Reproduce verbatim everything from the start of the records down to the line containing "[[686, 587]]", including that line.

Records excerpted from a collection
::::::

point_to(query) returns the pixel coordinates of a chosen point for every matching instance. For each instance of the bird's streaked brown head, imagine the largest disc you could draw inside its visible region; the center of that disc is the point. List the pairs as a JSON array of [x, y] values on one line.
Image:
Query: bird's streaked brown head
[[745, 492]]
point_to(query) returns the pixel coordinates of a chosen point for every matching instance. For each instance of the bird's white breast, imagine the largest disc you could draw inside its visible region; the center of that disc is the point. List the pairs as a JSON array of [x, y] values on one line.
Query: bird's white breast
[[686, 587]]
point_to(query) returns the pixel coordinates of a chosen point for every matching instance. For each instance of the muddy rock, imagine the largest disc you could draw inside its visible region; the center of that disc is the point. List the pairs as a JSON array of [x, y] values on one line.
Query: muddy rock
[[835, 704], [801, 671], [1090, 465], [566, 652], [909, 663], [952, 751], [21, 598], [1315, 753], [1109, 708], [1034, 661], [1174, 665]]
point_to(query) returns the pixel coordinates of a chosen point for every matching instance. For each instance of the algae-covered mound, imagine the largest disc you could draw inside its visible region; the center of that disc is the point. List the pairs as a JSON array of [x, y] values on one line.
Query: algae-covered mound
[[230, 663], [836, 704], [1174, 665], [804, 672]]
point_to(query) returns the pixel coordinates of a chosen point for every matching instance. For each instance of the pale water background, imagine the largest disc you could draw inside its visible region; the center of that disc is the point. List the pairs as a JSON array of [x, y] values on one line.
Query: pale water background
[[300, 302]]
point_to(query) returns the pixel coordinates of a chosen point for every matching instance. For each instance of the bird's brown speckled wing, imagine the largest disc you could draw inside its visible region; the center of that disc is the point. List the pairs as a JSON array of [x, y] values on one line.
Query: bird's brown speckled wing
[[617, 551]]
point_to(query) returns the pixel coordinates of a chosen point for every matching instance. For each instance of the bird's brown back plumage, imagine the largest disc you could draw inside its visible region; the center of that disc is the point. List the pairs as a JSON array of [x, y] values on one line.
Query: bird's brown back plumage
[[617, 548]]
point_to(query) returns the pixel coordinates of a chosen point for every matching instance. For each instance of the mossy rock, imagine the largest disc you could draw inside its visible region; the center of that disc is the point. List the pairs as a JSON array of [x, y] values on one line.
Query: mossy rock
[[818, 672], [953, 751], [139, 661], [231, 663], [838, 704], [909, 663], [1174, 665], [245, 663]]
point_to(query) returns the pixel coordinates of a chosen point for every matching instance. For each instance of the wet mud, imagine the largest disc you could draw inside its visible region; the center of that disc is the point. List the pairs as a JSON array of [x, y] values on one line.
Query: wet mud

::::::

> _Written solution_:
point_to(query) returns the pixel coordinates of a chosen point for every matching instance. For each instance of the bird's streaked brown head, imagine the largest disc you could draw inside its visible region; the center of that disc is the point. List the pairs as a JSON array of [x, y] values on one line.
Image:
Query: bird's streaked brown head
[[745, 492]]
point_to(query) returns the pixel coordinates of a chosen point for every matching instance. For each instance of the bird's white breast, imagine the largest disc you could draw inside its visible region; the center of that disc is the point. List the pairs as a JSON array of [x, y] values on one line.
Query: bird's white breast
[[686, 587]]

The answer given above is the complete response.